• _STATED GOAL_: Every record here needs to be written out again exactly.

== SUPPLIED MATERIAL ==

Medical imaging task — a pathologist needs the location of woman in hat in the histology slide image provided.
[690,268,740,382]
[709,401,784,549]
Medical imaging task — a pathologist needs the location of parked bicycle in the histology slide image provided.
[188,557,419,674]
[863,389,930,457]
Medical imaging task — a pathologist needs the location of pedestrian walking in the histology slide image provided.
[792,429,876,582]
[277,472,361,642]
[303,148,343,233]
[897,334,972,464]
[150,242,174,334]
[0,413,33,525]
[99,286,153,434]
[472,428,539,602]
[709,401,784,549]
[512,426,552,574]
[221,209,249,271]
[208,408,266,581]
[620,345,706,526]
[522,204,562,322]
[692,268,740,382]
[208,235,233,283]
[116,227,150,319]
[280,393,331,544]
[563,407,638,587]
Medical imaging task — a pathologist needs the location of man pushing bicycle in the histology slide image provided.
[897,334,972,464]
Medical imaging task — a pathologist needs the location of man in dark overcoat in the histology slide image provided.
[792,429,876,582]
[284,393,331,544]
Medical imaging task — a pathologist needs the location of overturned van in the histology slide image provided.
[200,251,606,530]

===

• _SOLUTION FOR THIS EXERCISE_:
Medical imaging task — a pathologist needs the location of woman in hat in the histology slide image provided.
[690,268,740,382]
[709,401,784,549]
Medical imaging task — a pathologist needs the location of parked bicycle in the histology slide image provided.
[188,557,419,674]
[863,389,930,457]
Medical imaging task — a pathologist needs the location of pedestrian walking in the histology slide image provided.
[792,429,876,582]
[277,472,361,642]
[303,148,343,233]
[897,334,972,464]
[150,242,174,334]
[0,413,33,525]
[99,286,153,434]
[472,428,539,602]
[709,401,784,549]
[512,426,552,574]
[221,209,249,271]
[208,408,266,581]
[620,345,706,526]
[522,204,562,322]
[692,268,740,382]
[208,235,233,283]
[116,227,150,319]
[280,393,331,544]
[563,407,638,587]
Medical imaging task — a pathologist needs the location of man pushing bicycle in the histology slide image provided.
[897,334,972,464]
Medical imaging task — a pathologist needs the location of man in dark overcoat in the histology slide image provided.
[792,429,876,582]
[284,393,331,544]
Medical imaging task — a pathologist needs the location of overturned van in the histology slide image provided.
[200,251,606,530]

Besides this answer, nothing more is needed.